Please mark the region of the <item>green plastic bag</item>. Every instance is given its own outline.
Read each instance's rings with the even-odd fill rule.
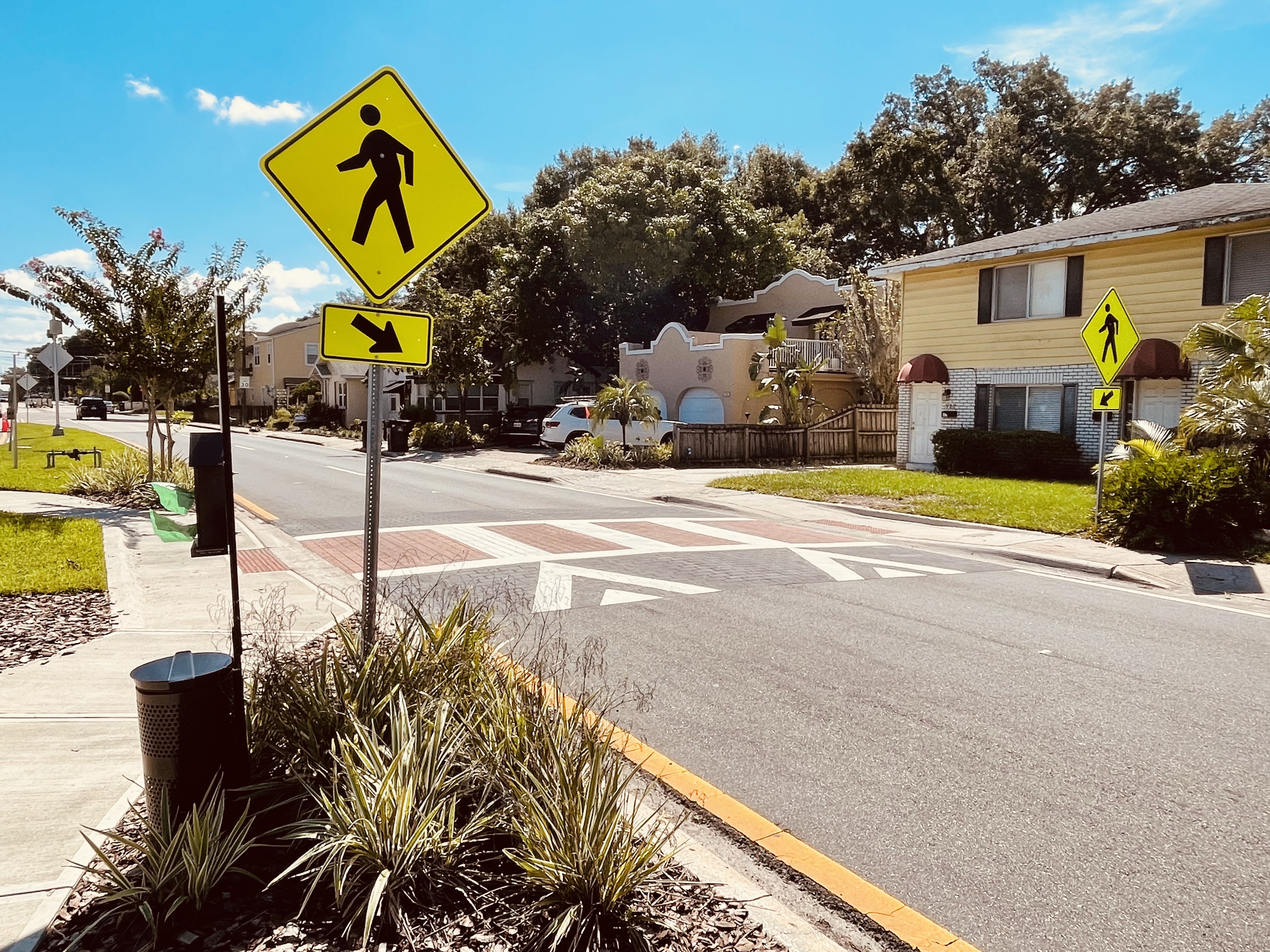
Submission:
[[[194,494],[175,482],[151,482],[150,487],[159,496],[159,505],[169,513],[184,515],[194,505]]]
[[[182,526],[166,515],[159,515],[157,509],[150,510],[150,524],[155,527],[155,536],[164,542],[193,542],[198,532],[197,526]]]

---

TASK INSTRUCTIONS = Write out all the rows again with "object" substituted for every "instance", keeping everything else the same and omitting the pictures.

EXERCISE ANSWER =
Please mark the region of the <item>green plastic bag</item>. Every object is given its own outline.
Read each object's rings with the even-odd fill rule.
Submission:
[[[194,494],[175,482],[151,482],[150,487],[159,496],[159,505],[169,513],[184,515],[194,505]]]
[[[182,526],[166,515],[159,515],[157,509],[150,510],[150,524],[155,527],[155,536],[164,542],[193,542],[198,532],[197,526]]]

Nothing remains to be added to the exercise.